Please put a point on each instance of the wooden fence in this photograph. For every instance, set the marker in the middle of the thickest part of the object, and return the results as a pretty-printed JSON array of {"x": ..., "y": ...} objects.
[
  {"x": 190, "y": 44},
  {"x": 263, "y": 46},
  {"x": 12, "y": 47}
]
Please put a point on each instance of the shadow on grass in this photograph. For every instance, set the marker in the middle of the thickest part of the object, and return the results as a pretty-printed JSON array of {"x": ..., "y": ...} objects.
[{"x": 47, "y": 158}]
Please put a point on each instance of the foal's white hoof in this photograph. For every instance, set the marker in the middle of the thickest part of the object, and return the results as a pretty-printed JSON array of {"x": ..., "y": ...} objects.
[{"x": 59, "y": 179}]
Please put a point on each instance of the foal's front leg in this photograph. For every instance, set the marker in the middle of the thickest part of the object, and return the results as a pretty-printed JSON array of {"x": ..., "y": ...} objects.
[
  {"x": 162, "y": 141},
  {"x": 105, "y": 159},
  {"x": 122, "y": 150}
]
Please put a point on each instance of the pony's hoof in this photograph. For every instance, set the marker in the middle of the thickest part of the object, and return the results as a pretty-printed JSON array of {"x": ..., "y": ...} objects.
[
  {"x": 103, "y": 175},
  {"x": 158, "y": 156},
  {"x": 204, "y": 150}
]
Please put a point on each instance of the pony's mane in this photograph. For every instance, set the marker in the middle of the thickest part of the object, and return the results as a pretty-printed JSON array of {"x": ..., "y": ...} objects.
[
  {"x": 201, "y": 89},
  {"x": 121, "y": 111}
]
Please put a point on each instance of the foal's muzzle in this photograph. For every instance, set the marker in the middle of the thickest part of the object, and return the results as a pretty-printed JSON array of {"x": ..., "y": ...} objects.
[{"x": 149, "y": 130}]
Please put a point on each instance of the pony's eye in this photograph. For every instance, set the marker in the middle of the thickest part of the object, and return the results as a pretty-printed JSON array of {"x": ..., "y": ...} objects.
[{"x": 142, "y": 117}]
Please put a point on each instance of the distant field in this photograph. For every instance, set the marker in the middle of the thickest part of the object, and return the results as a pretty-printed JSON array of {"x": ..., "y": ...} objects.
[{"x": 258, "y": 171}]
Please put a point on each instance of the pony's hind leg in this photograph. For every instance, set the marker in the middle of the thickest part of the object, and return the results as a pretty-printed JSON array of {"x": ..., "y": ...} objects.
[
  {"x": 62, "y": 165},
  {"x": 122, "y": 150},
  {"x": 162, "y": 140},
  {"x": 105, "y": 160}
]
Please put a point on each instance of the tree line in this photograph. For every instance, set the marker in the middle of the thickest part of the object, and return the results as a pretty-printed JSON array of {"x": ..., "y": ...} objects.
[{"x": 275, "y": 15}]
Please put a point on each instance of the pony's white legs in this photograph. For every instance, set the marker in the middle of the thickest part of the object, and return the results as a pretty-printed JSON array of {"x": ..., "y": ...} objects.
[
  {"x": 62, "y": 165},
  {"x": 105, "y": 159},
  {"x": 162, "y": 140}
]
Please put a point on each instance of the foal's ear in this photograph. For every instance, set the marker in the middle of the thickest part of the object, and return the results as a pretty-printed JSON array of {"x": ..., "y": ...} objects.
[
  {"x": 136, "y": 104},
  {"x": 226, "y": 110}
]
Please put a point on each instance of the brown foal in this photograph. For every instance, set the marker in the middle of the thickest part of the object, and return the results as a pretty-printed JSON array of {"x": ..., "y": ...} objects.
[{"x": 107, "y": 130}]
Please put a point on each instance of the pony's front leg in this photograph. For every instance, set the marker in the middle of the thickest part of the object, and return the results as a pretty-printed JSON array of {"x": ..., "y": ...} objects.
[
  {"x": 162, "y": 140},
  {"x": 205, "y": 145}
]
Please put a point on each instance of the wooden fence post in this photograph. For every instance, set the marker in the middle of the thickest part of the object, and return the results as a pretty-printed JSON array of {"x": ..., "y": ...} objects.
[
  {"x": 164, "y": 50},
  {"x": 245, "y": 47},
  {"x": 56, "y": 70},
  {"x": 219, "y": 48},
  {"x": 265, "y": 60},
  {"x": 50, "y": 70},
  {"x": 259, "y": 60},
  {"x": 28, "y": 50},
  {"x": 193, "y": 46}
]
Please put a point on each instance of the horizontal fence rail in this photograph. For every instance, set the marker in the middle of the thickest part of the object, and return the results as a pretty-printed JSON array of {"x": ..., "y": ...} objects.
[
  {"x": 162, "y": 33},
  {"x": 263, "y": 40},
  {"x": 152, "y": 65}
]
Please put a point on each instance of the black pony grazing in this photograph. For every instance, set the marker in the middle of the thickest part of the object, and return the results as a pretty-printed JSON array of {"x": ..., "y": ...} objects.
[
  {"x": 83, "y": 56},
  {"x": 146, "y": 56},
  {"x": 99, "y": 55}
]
= = = =
**WRITTEN EXERCISE**
Print again each line of the listing above, exactly as it appears.

**TASK SOLUTION**
Please put a point on each instance of the wooden fence in this photograph. For every instance, set the marker in the middle of the thickest part of the object, and return the results as a pretty-printed JSON array of {"x": ..., "y": ...} objects.
[
  {"x": 190, "y": 44},
  {"x": 263, "y": 46},
  {"x": 12, "y": 47}
]
Please put a point on each instance of the shadow on grass in this photograph. For every instance, set the marker in the middle of the thickest part of the object, and return the results as a pretty-printed JSON array of {"x": ..., "y": ...} objects.
[{"x": 47, "y": 158}]
Please put a point on each instance of the foal's white hoof in this photograph. For every instance, set the marker in the middle of the thickest part of the object, and return the results as a pretty-printed JSON array of {"x": ..., "y": ...} objects.
[{"x": 59, "y": 179}]
Please put a point on each instance of the foal's front leg in this photograph. For every instance, set the marker in the middle of the thickest part of the object, and return the results as a pretty-printed JSON array of {"x": ..., "y": ...} objects.
[
  {"x": 162, "y": 141},
  {"x": 105, "y": 159},
  {"x": 122, "y": 150}
]
Please put a point on each instance of the pony's hoof in this photograph. For every instance, set the marker in the middle of the thickest part of the object, and return the results as a pretty-printed JSON array of {"x": ..., "y": ...} objects.
[
  {"x": 103, "y": 175},
  {"x": 158, "y": 156},
  {"x": 204, "y": 150}
]
Please put a point on each instance of the pony's mane in this photograph. For every instance, set the marker in the middle of the thickest part of the object, and return the results as a pretty-printed JSON array of {"x": ..., "y": ...} objects.
[
  {"x": 201, "y": 89},
  {"x": 121, "y": 111}
]
Please put a point on each instance of the foal's muzzle in this photograph. For every instance, set the marker in the middle of the thickest part of the object, and return the results as a pretty-printed JSON array of {"x": ..., "y": ...} objects.
[{"x": 149, "y": 130}]
Please put a point on each instance of the pony's eye in this photograph. For every instance, set the marker in the middle of the thickest part of the object, and return the results as a pretty-printed JSON array of {"x": ..., "y": ...} objects.
[{"x": 142, "y": 117}]
Please put a point on each instance of the distant field in this photograph. For every instance, set the marker in the middle of the thickest part of the object, and return the results as a pretty-printed JSON array of {"x": ..., "y": ...} objects.
[{"x": 258, "y": 171}]
Please put a point on each instance of the pony's hind leg in this photograph. For every instance, set the marker in the middle of the thickest part of the object, and return the results as a pretty-printed JSON array of {"x": ..., "y": ...} objects.
[
  {"x": 62, "y": 165},
  {"x": 122, "y": 150},
  {"x": 162, "y": 140},
  {"x": 105, "y": 160}
]
Please put a point on each instance of the tree line in this photograph. For every instance, set the marker in the middle of the thickest part of the object, and return the results as a pretty-printed JSON array of {"x": ..., "y": ...} objects.
[{"x": 275, "y": 15}]
Please put a point on each instance of the pony's white legs in this photograph. For every instance, set the marker in the middle of the thickest part of the object, and return the results as a pretty-printed JSON array of {"x": ..., "y": ...} objects.
[
  {"x": 62, "y": 165},
  {"x": 105, "y": 159},
  {"x": 162, "y": 140}
]
Please put a point on each instance of the foal's ear in this photograph. For every instance, set the marker in the middle of the thickest part of the object, and return the results as a pretty-printed JSON array of {"x": ..., "y": ...} objects.
[
  {"x": 136, "y": 104},
  {"x": 226, "y": 110}
]
Please put a point on each instance of the brown foal in this photograph. For every instance, set the marker in the middle of the thickest part of the object, and return the results as a pretty-printed JSON array of {"x": ..., "y": ...} objects.
[{"x": 107, "y": 130}]
Please put a point on each instance of the pony's front leg in this photograph. For every instance, set the marker in the middle of the thickest part of the object, and return the results as a pretty-printed JSON array of {"x": ..., "y": ...} objects.
[
  {"x": 162, "y": 140},
  {"x": 205, "y": 145}
]
Please put a point on each instance of the wooden fence post in this photograph. For every instance, set the marker in the middle of the thickest part of the object, and return the results as a pretty-printed JSON array of {"x": ..., "y": ...} objects.
[
  {"x": 164, "y": 50},
  {"x": 245, "y": 47},
  {"x": 56, "y": 70},
  {"x": 219, "y": 48},
  {"x": 265, "y": 60},
  {"x": 50, "y": 70},
  {"x": 259, "y": 60},
  {"x": 28, "y": 50},
  {"x": 193, "y": 46}
]
Please put a point on each instance of the horizontal fence rail in this photograph. For every instance, set the marker in the middle of the thickest part of the object, and return the results as a pretty-printed JSON array of {"x": ..., "y": ...} objects.
[
  {"x": 162, "y": 33},
  {"x": 263, "y": 40},
  {"x": 152, "y": 65}
]
Please put a point on each instance of the black pony grazing in this photograph. For every instance, set the marker in the middle of the thickest part of the object, and return the results as a pretty-printed JSON array of {"x": ..., "y": ...} objects.
[
  {"x": 83, "y": 56},
  {"x": 146, "y": 56},
  {"x": 99, "y": 55}
]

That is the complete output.